### DOCUMENT EXCERPT ###

Meeting Room AV Design Sydney

How to Design a Meeting Room That Actually Works

A successful meeting room is not defined by how much technology it contains. It works because people can enter, start a meeting, share content and communicate clearly without needing technical assistance.

Written by Mike Tiryaki Masters Voice Technology July 3, 2026

Start with the User Experience

A meeting room works when the technology disappears into the background.

Many meeting rooms contain good products but still frustrate their users. The display may be too small, the microphones may not cover every seat, the camera may show the side of people's heads or the system may require several remotes and adapters before a meeting can begin.

Effective meeting room design starts with the experience the organisation wants to create. Employees should be able to enter the room, join the correct meeting, present content and communicate with remote participants using a clear and repeatable process.

The objective of professional commercial AV design is not to install the largest possible collection of equipment. It is to combine the right display, camera, microphones, loudspeakers, connectivity and control system into one reliable room.

01

Fast to start

Users can begin the meeting without searching for cables, remotes, passwords or technical instructions.

02

Easy to hear

Every participant can be heard clearly by people in the room and those joining remotely.

03

Easy to see

Shared content and remote participants remain readable from every intended seating position.

04

Consistent to operate

Similar rooms use similar controls, terminology and meeting workflows throughout the workplace.

Requirements Before Equipment

Begin with what people need to do in the room.

The same room dimensions can produce very different AV requirements. A routine internal meeting space does not need the same system as an executive boardroom, client presentation room or divisible training facility.

01

Who uses the room?

Consider employees, executives, clients, trainers, external guests and people joining from different offices or devices.

02

What meetings occur?

Identify routine video calls, presentations, workshops, confidential meetings, training sessions and hybrid collaboration.

03

Which platform is primary?

### GIVEN ENTRIES ###

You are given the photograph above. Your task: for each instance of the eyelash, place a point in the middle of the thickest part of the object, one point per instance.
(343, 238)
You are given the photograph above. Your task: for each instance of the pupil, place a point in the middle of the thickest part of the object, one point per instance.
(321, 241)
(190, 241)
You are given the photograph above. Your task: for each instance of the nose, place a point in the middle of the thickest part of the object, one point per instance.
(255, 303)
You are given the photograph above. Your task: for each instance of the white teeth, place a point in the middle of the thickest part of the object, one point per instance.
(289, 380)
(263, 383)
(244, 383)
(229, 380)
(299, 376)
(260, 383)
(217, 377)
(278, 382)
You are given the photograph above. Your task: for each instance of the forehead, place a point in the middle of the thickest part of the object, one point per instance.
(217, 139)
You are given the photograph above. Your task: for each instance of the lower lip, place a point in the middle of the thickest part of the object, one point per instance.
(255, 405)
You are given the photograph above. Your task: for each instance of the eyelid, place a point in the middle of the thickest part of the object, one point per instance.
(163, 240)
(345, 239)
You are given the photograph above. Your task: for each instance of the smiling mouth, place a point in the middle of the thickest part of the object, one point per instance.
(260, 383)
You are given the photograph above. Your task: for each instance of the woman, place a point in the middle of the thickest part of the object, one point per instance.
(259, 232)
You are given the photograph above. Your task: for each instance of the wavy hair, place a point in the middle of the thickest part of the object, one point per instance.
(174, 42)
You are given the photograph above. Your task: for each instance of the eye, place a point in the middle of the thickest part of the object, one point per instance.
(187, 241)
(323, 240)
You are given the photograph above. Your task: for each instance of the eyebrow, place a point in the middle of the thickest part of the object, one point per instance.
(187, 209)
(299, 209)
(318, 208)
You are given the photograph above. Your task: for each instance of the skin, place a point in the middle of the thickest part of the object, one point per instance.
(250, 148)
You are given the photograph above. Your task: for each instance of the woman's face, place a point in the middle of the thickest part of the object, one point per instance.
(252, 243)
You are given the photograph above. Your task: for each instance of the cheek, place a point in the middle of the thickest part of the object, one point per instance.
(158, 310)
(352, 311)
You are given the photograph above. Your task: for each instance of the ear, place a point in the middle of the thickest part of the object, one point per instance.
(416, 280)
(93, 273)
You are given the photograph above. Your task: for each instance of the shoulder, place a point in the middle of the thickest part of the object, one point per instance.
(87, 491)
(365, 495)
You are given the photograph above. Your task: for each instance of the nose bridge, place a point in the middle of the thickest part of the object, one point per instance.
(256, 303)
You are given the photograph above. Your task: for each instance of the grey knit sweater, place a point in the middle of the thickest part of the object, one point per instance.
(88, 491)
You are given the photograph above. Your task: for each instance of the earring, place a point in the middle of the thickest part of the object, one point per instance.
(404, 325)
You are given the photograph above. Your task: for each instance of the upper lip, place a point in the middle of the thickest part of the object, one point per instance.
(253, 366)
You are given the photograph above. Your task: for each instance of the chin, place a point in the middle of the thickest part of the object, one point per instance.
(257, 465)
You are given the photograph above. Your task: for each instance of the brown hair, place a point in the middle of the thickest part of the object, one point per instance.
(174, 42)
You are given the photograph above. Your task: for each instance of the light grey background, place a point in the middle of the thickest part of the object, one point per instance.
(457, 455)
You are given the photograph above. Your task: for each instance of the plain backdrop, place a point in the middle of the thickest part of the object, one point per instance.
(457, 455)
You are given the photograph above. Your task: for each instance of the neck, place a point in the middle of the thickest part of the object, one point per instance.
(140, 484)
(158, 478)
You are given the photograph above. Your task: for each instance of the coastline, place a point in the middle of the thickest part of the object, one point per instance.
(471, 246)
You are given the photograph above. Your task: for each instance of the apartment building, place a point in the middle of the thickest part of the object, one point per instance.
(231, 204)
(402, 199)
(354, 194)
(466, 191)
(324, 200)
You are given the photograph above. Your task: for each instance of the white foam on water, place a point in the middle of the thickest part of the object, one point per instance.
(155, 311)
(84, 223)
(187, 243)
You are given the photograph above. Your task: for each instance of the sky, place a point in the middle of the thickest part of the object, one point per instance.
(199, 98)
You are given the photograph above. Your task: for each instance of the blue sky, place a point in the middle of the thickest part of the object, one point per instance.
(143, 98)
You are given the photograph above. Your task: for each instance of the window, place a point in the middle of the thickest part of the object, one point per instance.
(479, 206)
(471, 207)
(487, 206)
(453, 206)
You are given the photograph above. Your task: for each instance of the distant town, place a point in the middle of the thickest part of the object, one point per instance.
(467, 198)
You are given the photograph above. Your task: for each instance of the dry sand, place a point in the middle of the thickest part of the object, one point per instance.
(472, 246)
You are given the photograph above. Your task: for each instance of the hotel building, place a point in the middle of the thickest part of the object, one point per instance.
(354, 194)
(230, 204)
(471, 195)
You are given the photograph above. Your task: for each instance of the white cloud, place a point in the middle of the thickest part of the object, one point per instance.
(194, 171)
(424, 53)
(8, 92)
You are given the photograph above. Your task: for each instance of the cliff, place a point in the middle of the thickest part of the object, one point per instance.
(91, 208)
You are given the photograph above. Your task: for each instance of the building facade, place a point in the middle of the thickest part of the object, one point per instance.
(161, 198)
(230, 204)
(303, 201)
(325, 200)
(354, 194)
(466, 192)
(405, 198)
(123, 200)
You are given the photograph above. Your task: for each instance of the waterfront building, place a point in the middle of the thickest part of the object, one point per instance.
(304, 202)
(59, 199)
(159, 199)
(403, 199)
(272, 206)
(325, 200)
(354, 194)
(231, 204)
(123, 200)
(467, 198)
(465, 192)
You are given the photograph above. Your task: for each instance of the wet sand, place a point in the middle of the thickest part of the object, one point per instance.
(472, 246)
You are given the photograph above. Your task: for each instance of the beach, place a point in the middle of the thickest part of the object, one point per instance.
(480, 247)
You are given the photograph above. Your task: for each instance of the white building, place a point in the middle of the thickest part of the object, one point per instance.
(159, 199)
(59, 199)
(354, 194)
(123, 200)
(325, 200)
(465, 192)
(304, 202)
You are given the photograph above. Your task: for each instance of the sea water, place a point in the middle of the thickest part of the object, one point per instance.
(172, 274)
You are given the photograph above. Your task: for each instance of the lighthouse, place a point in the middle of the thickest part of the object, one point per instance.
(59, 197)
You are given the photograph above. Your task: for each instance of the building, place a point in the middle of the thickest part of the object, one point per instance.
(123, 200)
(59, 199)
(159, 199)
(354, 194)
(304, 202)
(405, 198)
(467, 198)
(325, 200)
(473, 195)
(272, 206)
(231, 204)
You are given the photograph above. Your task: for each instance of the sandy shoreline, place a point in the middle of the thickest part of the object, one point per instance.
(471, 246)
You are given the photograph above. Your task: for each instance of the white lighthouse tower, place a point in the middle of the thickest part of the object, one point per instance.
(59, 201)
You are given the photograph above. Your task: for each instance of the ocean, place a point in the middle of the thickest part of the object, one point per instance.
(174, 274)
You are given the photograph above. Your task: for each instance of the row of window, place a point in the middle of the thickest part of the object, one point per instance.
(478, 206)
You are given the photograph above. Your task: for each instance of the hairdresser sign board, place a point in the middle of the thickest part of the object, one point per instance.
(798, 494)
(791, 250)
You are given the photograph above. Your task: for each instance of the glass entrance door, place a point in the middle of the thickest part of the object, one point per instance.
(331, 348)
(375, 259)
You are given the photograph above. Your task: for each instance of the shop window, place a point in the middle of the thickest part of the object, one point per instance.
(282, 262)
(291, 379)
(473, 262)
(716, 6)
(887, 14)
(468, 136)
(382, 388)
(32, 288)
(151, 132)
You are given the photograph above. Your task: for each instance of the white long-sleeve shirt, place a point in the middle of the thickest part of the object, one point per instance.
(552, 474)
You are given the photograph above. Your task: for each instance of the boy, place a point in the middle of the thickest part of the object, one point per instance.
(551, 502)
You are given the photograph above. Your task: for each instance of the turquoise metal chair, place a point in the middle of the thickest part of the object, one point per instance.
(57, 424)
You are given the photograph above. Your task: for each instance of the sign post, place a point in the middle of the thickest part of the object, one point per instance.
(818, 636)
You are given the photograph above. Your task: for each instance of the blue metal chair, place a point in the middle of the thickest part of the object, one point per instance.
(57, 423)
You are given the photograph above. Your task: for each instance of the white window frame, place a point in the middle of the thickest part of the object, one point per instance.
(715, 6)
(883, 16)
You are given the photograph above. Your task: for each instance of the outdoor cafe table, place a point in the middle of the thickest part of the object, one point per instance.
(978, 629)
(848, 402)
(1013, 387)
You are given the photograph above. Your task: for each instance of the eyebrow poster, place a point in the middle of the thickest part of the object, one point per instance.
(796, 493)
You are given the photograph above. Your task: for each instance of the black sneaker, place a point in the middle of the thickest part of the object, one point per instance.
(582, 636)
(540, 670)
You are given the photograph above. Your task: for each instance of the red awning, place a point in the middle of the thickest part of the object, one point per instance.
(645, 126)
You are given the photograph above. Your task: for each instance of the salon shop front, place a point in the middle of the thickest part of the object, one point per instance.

###

• [REQUIRED TASKS]
1. According to the meeting room design text, what is the objective of professional commercial AV design, if not installing the largest possible collection of equipment?
2. Collect every line of the records that contains the string "metal", matching case exactly.

• [EXPECTED RESPONSES]
1. To combine the right display, camera, microphones, loudspeakers, connectivity and control system into one reliable room.

2.
You are given the photograph above. Your task: for each instance of the turquoise metal chair, place a point in the middle of the thickest part of the object, one point per instance.
You are given the photograph above. Your task: for each instance of the blue metal chair, place a point in the middle of the thickest part of the object, one point per instance.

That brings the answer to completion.